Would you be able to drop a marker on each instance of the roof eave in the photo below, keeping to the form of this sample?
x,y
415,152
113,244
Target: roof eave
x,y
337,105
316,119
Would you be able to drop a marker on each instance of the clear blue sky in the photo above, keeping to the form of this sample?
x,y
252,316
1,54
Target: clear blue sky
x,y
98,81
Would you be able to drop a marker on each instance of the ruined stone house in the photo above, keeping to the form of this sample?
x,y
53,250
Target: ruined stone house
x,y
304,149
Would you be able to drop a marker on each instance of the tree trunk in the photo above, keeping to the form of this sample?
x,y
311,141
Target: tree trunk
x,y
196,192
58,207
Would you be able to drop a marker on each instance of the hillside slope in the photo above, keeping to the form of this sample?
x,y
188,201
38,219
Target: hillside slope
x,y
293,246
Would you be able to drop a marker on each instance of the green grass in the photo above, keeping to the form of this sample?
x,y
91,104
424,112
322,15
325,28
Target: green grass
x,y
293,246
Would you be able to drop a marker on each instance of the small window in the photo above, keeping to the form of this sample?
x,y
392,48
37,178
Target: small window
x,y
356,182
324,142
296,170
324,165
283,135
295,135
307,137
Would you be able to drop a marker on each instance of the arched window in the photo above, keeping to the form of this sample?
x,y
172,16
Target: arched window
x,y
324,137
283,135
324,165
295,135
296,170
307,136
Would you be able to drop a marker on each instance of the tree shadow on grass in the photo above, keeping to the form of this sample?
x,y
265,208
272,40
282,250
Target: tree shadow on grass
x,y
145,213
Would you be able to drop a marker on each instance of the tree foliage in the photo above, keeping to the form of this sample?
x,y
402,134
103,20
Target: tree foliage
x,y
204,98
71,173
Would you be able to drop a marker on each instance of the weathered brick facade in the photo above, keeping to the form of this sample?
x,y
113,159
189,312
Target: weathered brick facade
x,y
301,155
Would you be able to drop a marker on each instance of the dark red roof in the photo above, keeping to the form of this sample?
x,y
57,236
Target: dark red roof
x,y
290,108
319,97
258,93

◇ ◇ ◇ ◇ ◇

TASK
Write out the material exactly as given.

PROBLEM SOLUTION
Would you be able to drop a marker on each instance of the roof eave in the photo below, keeping to the form of this sample?
x,y
415,152
113,244
Target: roof eave
x,y
337,105
316,119
Would you be able to drop a marker on each instance of the clear blue sky in the photo above, keeping to the form of this sample?
x,y
252,316
1,54
Target: clear blue sky
x,y
98,81
Would you be able to drop a marker on each instance of the ruined stone house in the photo above, keeping to the form of this sample?
x,y
53,250
Target: ruined stone house
x,y
304,149
Would you be able to drop a marker on each instance of the tree trunk in the photo above, keeping to the form of this sample?
x,y
311,141
Target: tree trunk
x,y
196,192
58,207
Would you be able to drop a marker on each instance of the hillside slope in the photo above, keeping to the form of this sample?
x,y
188,201
38,219
Target: hillside slope
x,y
293,246
Would you be able to drop a marker on each instance of the green grass in the photo above, keeping to the form of this sample?
x,y
91,104
424,112
322,15
325,28
Target: green grass
x,y
293,246
Would you be able to drop a marker on each instance of the small window in the photo above, keeping to the form of this sample?
x,y
392,48
37,178
Target: small window
x,y
356,182
324,142
296,170
324,165
283,135
295,135
307,137
Would you be able to drop a marker on each instance of the arched window in the photo above, keeping to the form of this sample?
x,y
172,16
Target: arched window
x,y
324,137
283,135
324,165
295,135
296,170
307,136
Would you be able to drop a marker on each instance of the tree shadow on grass in the photo above, keeping to the form of this sample?
x,y
265,208
272,40
282,250
Target: tree shadow on grass
x,y
145,213
Would you be able to drop a marker on each instance of the tree foliage in the photo above, keeping to the form of this sample?
x,y
402,134
103,20
Target: tree foliage
x,y
204,98
71,173
Would you be able to drop a marker on each instance of the weathered brick facade in the photo above, keeping to the form of this sample?
x,y
113,159
189,312
Target: weathered brick facade
x,y
301,155
Would you be able to drop a marker on each instance of the dark red roof in the photo above, keeping to the form of this sample?
x,y
57,236
Target: dark red roof
x,y
290,108
319,97
258,93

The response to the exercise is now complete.